> [AIM OF THE EXERCISE] Report each line in the material below that contains the string "shovel", copying every such line in full.

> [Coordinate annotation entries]

-----

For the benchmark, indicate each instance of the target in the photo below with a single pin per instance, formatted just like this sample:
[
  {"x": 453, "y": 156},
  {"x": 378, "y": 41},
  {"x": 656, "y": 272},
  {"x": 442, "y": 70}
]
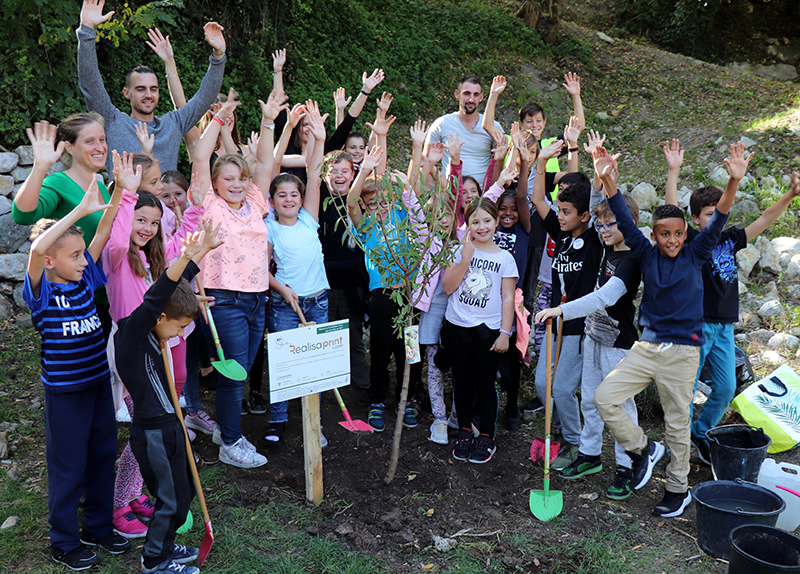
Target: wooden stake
[{"x": 312, "y": 448}]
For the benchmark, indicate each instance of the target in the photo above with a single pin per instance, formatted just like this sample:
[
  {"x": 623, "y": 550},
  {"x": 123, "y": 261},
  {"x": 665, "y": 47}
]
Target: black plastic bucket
[
  {"x": 758, "y": 549},
  {"x": 722, "y": 505},
  {"x": 737, "y": 451}
]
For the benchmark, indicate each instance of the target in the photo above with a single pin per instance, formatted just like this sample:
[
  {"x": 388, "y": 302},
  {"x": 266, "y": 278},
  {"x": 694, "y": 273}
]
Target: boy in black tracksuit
[{"x": 157, "y": 437}]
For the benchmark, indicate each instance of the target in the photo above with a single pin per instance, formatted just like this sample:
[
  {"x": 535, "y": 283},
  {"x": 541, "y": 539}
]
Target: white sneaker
[
  {"x": 439, "y": 432},
  {"x": 239, "y": 454}
]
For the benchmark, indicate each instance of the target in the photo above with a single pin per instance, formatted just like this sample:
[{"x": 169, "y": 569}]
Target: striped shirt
[{"x": 73, "y": 349}]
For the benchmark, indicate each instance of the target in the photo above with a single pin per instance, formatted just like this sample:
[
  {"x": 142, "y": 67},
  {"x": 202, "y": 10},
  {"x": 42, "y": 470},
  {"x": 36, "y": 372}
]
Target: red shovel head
[{"x": 206, "y": 544}]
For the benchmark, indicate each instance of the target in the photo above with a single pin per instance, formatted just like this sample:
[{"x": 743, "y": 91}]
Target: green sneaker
[
  {"x": 622, "y": 487},
  {"x": 566, "y": 456},
  {"x": 584, "y": 465}
]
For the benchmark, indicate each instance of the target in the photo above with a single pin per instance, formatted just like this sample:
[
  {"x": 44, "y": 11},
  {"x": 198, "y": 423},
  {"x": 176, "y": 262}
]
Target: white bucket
[{"x": 774, "y": 474}]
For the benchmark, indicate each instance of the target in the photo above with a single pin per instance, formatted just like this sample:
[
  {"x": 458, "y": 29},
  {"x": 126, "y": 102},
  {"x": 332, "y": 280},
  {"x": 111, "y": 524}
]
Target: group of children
[{"x": 330, "y": 238}]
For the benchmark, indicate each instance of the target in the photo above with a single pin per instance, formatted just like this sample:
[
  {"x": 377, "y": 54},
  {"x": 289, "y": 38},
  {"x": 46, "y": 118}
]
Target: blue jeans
[
  {"x": 283, "y": 318},
  {"x": 239, "y": 318},
  {"x": 720, "y": 350}
]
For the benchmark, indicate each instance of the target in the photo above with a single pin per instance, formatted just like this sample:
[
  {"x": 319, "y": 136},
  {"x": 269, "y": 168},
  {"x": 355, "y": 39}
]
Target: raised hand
[
  {"x": 43, "y": 140},
  {"x": 572, "y": 131},
  {"x": 572, "y": 83},
  {"x": 214, "y": 36},
  {"x": 382, "y": 123},
  {"x": 124, "y": 172},
  {"x": 595, "y": 141},
  {"x": 737, "y": 165},
  {"x": 341, "y": 99},
  {"x": 160, "y": 44},
  {"x": 418, "y": 132},
  {"x": 673, "y": 154},
  {"x": 92, "y": 13},
  {"x": 498, "y": 85},
  {"x": 278, "y": 60},
  {"x": 146, "y": 140},
  {"x": 369, "y": 82},
  {"x": 385, "y": 101}
]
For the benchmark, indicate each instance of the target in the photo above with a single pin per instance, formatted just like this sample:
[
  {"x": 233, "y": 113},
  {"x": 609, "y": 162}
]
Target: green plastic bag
[{"x": 773, "y": 404}]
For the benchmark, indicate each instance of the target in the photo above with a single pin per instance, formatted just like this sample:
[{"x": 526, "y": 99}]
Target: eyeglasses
[{"x": 604, "y": 226}]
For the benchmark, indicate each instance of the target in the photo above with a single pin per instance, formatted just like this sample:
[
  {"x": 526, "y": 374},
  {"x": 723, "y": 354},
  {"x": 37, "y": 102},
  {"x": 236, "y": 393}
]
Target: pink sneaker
[
  {"x": 143, "y": 507},
  {"x": 201, "y": 422},
  {"x": 127, "y": 525}
]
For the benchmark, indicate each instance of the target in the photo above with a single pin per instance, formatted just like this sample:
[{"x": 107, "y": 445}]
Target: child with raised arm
[
  {"x": 577, "y": 252},
  {"x": 80, "y": 425},
  {"x": 672, "y": 332},
  {"x": 720, "y": 291},
  {"x": 157, "y": 437},
  {"x": 610, "y": 333}
]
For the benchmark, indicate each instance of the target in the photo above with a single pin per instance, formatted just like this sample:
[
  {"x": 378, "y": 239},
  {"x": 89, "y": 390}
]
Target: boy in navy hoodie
[{"x": 672, "y": 332}]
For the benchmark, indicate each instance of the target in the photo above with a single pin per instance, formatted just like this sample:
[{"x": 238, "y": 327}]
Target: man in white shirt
[{"x": 466, "y": 122}]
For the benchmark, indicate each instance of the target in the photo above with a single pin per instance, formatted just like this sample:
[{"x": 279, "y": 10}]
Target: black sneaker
[
  {"x": 644, "y": 463},
  {"x": 463, "y": 447},
  {"x": 672, "y": 504},
  {"x": 256, "y": 403},
  {"x": 484, "y": 449},
  {"x": 703, "y": 452},
  {"x": 584, "y": 465},
  {"x": 80, "y": 558},
  {"x": 621, "y": 489},
  {"x": 114, "y": 543}
]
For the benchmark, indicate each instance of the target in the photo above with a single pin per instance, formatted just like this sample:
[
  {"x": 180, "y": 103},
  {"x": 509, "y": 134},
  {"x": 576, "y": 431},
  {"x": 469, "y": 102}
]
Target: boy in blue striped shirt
[{"x": 79, "y": 413}]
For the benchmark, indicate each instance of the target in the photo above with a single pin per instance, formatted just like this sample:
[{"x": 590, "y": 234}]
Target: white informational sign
[{"x": 308, "y": 360}]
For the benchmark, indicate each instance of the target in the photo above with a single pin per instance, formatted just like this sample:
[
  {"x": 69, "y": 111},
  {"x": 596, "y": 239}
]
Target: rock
[
  {"x": 761, "y": 336},
  {"x": 606, "y": 38},
  {"x": 742, "y": 207},
  {"x": 8, "y": 161},
  {"x": 747, "y": 141},
  {"x": 9, "y": 522},
  {"x": 771, "y": 309},
  {"x": 12, "y": 236},
  {"x": 719, "y": 176},
  {"x": 772, "y": 357},
  {"x": 6, "y": 185},
  {"x": 25, "y": 153},
  {"x": 747, "y": 259},
  {"x": 21, "y": 173},
  {"x": 645, "y": 195},
  {"x": 783, "y": 341},
  {"x": 770, "y": 260}
]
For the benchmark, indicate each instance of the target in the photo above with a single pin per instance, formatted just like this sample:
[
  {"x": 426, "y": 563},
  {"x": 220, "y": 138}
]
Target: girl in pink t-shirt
[{"x": 237, "y": 274}]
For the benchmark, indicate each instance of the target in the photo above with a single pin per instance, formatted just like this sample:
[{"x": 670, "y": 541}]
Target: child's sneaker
[
  {"x": 170, "y": 567},
  {"x": 80, "y": 558},
  {"x": 183, "y": 554},
  {"x": 439, "y": 432},
  {"x": 672, "y": 504},
  {"x": 622, "y": 487},
  {"x": 238, "y": 454},
  {"x": 582, "y": 466},
  {"x": 143, "y": 507},
  {"x": 256, "y": 404},
  {"x": 114, "y": 543},
  {"x": 375, "y": 417},
  {"x": 463, "y": 447},
  {"x": 126, "y": 524},
  {"x": 643, "y": 464},
  {"x": 201, "y": 422},
  {"x": 567, "y": 454},
  {"x": 484, "y": 449}
]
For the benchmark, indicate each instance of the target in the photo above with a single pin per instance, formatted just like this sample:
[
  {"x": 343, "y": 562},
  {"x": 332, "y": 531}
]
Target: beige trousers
[{"x": 673, "y": 369}]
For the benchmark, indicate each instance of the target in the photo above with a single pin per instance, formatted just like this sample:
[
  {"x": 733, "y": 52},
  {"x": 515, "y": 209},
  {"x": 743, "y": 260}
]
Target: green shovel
[
  {"x": 547, "y": 504},
  {"x": 226, "y": 367}
]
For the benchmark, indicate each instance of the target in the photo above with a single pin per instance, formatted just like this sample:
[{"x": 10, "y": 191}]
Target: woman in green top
[{"x": 81, "y": 140}]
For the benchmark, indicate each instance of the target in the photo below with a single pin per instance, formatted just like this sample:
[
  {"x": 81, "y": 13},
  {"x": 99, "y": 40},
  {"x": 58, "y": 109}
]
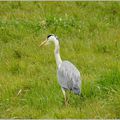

-----

> [EXERCISE ANSWER]
Target: red shovel head
Target: green shovel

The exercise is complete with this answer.